EXERCISE OBJECTIVE
Update the entries from the line holding "Where can the brick" through the line holding "column 962, row 211", inclusive, by replacing "illustration" with "drawing". Write those lines out again with everything else unchanged.

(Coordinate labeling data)
◆ ◆ ◆ ◆ ◆
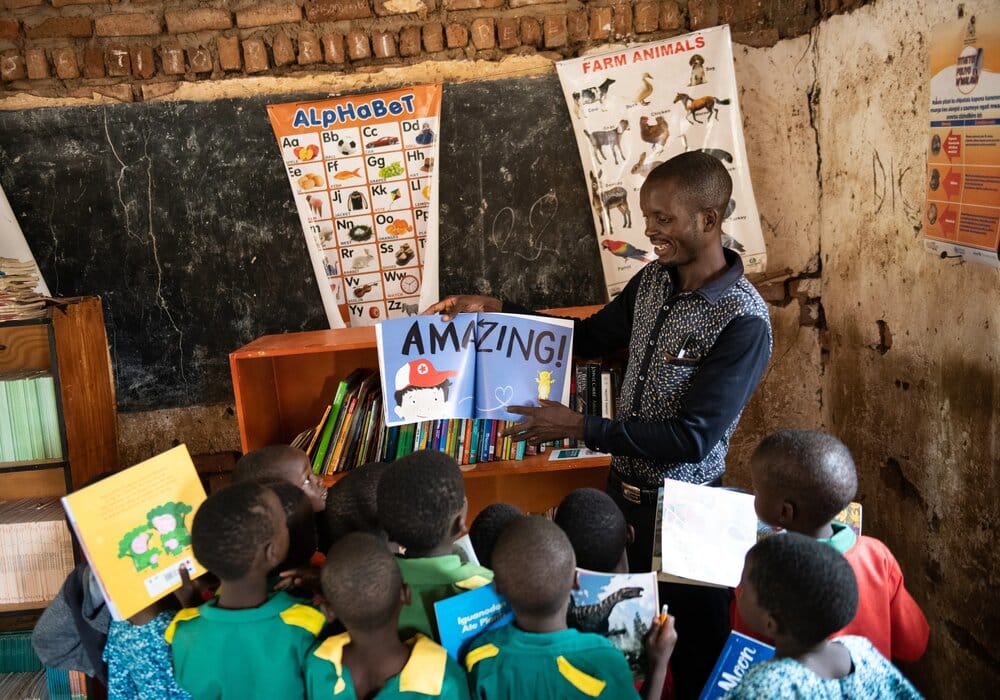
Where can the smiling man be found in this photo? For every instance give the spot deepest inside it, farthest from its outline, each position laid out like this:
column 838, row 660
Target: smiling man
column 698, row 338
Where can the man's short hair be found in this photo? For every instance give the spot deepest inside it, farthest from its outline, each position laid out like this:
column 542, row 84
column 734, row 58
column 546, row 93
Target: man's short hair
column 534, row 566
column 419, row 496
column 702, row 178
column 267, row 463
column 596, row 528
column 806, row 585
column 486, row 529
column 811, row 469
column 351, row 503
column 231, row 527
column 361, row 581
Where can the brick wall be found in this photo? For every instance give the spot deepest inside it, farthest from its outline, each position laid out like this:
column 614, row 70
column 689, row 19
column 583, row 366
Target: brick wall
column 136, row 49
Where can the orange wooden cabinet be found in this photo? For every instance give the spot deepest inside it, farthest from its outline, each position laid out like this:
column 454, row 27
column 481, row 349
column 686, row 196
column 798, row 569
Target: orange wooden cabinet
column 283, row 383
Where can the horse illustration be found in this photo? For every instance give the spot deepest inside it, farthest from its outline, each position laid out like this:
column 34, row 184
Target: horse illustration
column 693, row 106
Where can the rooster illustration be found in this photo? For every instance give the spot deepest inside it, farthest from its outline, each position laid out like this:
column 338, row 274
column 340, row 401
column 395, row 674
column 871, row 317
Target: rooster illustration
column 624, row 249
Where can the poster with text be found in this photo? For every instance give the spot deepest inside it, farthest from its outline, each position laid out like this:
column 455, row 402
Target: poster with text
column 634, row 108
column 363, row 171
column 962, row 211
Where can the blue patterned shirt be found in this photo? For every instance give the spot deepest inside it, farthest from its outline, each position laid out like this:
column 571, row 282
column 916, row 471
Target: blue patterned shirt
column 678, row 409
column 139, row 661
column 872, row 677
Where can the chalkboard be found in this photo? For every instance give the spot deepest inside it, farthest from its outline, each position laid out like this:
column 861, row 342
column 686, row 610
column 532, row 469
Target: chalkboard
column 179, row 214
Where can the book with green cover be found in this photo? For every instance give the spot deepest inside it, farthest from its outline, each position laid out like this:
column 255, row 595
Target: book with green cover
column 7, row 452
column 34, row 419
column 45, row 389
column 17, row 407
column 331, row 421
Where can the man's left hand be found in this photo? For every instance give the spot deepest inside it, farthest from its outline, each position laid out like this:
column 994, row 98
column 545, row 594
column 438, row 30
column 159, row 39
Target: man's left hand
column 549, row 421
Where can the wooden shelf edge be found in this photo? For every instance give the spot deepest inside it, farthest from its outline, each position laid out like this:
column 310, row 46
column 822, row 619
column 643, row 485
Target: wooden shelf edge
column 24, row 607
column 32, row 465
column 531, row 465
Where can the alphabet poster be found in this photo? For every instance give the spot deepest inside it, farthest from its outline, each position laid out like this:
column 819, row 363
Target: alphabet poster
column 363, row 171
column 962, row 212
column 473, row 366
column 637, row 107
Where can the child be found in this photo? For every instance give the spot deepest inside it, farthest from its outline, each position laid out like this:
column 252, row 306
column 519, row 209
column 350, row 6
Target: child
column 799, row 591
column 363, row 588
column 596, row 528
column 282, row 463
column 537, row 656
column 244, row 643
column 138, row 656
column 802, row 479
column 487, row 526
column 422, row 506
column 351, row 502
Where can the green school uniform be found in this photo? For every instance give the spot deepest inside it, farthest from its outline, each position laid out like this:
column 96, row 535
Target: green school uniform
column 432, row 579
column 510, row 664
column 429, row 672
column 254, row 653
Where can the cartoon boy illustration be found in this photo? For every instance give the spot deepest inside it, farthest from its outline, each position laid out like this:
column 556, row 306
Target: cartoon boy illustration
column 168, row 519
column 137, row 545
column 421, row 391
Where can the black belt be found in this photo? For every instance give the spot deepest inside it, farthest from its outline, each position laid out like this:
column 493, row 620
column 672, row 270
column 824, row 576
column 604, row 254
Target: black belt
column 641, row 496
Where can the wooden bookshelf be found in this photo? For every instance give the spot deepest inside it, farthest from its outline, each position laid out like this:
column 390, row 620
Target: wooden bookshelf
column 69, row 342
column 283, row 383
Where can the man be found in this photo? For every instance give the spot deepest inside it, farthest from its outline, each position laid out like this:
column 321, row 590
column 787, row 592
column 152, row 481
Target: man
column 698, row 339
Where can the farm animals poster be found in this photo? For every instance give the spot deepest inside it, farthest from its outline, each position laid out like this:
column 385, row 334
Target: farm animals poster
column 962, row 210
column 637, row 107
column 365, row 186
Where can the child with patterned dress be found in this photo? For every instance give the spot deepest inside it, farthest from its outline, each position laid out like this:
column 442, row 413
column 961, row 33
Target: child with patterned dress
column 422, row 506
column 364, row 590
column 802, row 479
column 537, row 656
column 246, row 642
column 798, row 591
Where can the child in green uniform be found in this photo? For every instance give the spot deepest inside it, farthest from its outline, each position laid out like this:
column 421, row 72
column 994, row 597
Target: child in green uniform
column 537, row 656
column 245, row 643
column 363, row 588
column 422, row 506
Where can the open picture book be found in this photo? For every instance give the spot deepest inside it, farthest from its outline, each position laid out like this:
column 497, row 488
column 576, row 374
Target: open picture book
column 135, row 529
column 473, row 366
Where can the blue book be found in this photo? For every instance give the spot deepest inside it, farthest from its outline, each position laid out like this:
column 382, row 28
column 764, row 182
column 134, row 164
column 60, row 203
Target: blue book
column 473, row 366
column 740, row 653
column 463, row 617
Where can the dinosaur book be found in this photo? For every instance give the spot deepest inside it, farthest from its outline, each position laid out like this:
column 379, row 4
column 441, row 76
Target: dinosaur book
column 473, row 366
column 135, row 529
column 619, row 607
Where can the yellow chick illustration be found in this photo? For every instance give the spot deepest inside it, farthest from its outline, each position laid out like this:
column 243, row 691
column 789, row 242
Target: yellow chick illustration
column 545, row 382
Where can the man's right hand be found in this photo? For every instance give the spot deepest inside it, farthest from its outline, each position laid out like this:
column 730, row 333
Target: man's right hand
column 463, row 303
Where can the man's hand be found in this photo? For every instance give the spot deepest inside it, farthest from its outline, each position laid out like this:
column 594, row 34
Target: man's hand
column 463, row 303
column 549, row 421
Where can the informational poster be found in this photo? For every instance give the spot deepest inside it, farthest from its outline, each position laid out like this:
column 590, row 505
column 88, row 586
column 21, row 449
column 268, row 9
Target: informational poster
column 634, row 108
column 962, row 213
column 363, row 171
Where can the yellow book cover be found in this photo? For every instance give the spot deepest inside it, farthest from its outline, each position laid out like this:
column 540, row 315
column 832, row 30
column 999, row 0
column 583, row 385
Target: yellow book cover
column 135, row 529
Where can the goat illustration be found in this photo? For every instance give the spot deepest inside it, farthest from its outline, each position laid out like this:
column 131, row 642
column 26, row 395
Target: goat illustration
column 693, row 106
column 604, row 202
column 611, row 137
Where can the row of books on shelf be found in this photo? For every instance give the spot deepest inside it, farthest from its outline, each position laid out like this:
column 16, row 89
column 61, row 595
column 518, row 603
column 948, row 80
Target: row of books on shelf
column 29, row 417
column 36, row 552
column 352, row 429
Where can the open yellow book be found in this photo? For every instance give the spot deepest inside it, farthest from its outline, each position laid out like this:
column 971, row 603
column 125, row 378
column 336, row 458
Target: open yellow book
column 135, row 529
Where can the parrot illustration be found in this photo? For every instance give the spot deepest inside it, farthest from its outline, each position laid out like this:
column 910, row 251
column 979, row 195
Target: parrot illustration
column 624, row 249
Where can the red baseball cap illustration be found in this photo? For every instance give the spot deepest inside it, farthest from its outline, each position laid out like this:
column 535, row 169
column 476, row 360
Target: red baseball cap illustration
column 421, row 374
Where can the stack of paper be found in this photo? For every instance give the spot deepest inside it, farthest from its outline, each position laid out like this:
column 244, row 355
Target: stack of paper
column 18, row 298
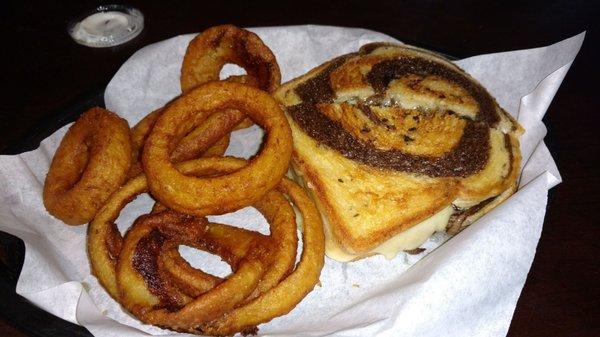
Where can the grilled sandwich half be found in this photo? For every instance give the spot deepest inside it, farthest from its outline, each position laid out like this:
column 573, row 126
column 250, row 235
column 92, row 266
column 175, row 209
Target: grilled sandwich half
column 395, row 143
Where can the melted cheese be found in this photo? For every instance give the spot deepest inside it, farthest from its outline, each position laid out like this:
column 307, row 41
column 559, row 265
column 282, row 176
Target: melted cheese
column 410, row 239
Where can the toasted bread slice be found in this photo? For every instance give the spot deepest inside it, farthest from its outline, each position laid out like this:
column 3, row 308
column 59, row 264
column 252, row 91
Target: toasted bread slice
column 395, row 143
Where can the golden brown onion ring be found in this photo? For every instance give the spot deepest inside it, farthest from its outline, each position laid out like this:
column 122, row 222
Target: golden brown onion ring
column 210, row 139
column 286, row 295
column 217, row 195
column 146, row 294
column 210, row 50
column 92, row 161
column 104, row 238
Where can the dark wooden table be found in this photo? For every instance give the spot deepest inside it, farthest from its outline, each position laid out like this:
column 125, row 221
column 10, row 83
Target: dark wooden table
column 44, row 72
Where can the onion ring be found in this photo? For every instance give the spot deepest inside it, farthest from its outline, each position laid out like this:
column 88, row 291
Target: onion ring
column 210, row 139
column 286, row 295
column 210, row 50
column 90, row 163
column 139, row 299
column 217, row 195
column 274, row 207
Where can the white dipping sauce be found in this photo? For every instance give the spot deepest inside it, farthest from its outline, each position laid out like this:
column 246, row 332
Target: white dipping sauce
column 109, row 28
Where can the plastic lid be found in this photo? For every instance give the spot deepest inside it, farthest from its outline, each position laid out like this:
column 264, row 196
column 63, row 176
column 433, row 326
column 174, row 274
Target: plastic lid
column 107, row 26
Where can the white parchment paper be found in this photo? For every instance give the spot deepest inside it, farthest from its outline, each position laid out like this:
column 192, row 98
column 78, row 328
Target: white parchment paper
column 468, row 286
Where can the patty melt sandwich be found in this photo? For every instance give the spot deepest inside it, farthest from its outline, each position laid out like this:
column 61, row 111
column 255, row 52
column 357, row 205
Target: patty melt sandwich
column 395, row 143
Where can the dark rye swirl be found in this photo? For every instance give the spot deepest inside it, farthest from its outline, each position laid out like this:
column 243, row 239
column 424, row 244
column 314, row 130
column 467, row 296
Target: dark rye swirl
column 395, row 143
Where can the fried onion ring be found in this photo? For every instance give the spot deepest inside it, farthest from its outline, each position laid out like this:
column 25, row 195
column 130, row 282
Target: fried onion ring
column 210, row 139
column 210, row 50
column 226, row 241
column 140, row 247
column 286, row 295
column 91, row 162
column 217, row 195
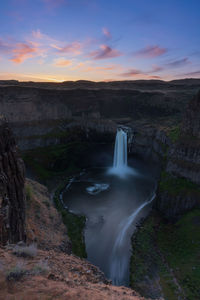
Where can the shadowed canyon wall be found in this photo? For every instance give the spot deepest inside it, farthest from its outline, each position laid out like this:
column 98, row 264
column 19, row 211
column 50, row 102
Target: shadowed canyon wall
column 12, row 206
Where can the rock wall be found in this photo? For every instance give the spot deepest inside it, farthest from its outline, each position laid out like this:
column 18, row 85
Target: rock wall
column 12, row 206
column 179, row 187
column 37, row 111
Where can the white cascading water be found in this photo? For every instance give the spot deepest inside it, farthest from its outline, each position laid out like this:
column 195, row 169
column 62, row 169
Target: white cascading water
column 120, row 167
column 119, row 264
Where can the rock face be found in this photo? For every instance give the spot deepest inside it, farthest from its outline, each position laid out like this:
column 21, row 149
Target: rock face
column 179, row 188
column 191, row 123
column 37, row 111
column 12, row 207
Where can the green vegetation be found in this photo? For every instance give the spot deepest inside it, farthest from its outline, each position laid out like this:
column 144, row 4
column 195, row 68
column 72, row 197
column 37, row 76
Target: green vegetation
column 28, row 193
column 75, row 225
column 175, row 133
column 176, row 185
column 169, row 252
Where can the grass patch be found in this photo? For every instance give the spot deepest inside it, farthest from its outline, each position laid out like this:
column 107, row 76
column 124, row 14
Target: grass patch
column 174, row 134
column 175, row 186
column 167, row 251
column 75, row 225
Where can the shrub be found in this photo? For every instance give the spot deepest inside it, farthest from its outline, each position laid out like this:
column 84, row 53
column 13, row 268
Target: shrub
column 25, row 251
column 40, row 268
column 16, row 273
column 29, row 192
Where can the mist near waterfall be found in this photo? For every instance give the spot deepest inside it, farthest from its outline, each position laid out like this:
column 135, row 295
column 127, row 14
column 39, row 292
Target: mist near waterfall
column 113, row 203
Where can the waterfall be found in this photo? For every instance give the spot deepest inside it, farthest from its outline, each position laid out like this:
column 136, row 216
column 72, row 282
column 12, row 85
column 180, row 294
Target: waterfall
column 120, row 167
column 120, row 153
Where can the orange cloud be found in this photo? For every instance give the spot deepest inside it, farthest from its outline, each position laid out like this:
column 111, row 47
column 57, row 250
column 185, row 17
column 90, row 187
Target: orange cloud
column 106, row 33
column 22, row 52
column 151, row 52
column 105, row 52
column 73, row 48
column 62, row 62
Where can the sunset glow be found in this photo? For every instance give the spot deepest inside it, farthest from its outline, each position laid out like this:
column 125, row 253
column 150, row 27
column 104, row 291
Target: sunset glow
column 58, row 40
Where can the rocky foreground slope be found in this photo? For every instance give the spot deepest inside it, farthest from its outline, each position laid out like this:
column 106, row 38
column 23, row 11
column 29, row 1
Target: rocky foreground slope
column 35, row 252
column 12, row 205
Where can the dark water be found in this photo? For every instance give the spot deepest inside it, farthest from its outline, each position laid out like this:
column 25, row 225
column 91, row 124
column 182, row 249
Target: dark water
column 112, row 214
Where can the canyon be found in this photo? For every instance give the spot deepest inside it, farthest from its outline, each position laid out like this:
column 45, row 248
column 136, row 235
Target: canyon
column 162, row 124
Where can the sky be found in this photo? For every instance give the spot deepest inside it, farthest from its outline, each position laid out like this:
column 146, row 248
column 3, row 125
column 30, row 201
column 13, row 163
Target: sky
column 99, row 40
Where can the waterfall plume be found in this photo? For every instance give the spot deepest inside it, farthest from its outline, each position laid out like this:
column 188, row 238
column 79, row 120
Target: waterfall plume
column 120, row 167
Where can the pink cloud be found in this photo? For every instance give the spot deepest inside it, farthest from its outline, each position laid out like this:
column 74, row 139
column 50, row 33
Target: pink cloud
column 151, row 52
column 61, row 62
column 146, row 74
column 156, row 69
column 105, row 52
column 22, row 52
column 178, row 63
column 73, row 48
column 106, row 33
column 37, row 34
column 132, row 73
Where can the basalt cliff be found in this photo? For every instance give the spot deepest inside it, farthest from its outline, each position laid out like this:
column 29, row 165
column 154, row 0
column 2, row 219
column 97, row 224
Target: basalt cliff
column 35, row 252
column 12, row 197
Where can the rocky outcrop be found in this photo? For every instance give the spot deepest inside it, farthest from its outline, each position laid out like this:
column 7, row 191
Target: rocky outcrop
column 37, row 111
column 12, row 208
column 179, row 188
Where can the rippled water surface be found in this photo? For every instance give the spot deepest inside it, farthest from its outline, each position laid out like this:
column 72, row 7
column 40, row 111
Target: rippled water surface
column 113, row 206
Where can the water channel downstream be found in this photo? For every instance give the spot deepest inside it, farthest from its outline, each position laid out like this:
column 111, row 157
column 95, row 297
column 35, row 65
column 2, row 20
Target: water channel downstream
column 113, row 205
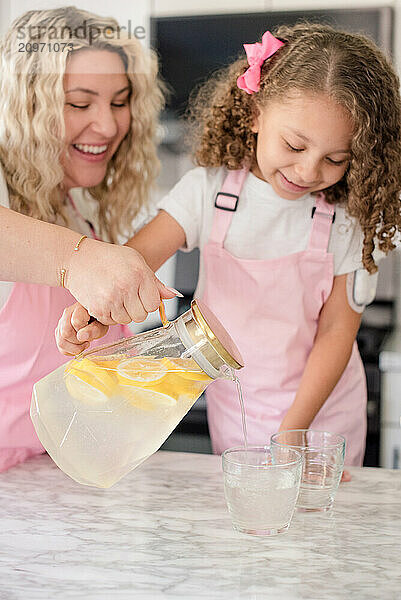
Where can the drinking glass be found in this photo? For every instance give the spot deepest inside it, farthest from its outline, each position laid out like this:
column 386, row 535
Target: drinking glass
◆ ◆ ◆ ◆ ◆
FINISHED EXERCISE
Where can the brick wall be found in this photo? For every instance give the spot deepest inside it, farthest from its outline, each position laid out like this:
column 614, row 70
column 689, row 19
column 583, row 366
Target: brick wall
column 136, row 49
Where can the orange wooden cabinet be found in this photo? For every instance give the spot deepest inside it, farthest from its outline, each position laid out like this:
column 454, row 27
column 481, row 349
column 686, row 196
column 798, row 569
Target: orange wooden cabinet
column 283, row 383
Where can the horse drawing be found in this photo? For every instance give the spot deepest inside it, farthest from its outline, each position laid out like this:
column 34, row 184
Target: horse drawing
column 693, row 106
Where can the rooster drawing be found in this photo? For every instance give the spot deepest inside it, farthest from its outline, each position laid out like this:
column 338, row 274
column 340, row 401
column 395, row 674
column 871, row 317
Target: rooster drawing
column 624, row 249
Where can the poster with text be found in this photo? For every instance give the spot deepest inside it, farthest from its outline, each position laid out like this:
column 455, row 402
Target: poster with text
column 634, row 108
column 363, row 171
column 962, row 211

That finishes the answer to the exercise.